• _REQUEST_:
From the rows below, pull out each line that contains the word "black".

• _TASK DATA_:
────────────────────

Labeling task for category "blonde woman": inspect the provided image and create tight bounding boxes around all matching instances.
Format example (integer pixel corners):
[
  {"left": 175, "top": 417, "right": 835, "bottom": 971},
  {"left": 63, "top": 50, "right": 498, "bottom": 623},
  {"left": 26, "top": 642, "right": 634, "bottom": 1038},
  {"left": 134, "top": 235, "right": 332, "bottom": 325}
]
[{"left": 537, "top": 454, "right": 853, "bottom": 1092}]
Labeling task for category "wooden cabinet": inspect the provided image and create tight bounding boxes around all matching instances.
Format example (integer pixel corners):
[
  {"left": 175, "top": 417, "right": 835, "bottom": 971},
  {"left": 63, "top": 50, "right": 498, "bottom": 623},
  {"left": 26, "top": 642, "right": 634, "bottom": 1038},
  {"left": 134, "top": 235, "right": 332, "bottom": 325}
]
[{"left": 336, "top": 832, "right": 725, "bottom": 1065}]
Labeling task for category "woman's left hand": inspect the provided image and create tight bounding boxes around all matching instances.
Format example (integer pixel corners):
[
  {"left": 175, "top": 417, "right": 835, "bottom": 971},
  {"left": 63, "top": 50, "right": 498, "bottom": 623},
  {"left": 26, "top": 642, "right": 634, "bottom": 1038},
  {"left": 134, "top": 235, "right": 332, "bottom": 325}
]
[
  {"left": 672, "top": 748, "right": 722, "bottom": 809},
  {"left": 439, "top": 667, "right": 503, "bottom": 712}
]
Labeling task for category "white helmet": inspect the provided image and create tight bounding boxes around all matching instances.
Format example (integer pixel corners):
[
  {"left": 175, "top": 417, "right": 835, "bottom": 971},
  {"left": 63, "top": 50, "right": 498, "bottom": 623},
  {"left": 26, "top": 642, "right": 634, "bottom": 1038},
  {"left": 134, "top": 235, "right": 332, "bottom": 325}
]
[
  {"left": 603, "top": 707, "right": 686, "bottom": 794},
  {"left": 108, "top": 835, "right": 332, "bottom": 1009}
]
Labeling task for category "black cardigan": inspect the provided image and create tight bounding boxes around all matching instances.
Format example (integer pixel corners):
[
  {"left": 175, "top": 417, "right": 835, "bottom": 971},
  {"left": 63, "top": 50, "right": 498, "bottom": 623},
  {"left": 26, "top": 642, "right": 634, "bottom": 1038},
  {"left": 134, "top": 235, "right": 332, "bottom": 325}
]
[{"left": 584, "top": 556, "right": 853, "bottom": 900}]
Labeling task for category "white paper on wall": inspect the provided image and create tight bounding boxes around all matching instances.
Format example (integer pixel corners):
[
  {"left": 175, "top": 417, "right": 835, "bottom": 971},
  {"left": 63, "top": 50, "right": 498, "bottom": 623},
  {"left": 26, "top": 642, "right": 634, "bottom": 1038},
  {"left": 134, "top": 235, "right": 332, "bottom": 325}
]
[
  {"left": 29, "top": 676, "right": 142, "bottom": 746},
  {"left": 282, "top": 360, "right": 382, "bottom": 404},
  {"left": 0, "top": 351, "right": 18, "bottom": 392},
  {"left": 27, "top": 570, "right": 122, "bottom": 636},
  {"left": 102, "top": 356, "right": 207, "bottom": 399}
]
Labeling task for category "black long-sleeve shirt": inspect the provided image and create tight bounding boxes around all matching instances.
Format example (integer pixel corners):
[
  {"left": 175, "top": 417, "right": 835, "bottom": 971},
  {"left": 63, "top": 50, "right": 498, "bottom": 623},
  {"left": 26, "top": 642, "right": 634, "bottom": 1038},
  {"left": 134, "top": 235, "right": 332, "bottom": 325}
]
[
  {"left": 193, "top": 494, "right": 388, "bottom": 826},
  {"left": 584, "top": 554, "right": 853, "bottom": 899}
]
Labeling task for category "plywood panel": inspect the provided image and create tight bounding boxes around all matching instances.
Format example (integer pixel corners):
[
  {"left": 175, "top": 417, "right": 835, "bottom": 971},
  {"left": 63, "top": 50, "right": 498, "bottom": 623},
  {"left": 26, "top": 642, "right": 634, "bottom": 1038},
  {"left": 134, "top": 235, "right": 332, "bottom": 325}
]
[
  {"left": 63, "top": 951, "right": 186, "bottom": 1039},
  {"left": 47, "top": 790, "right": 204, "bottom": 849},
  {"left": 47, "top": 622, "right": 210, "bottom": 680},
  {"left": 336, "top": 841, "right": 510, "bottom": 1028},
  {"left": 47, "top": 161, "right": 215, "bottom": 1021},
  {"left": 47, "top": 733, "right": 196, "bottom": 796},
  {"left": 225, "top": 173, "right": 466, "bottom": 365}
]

────────────────────

• _OUTPUT FOR THIS TASK_:
Labeling task for category "black cardigan": inspect the provided image and create tight bounding boxes around all matching instances.
Labeling task for category "black long-sleeve shirt": inspect the provided image and create tight bounding boxes around all matching instances.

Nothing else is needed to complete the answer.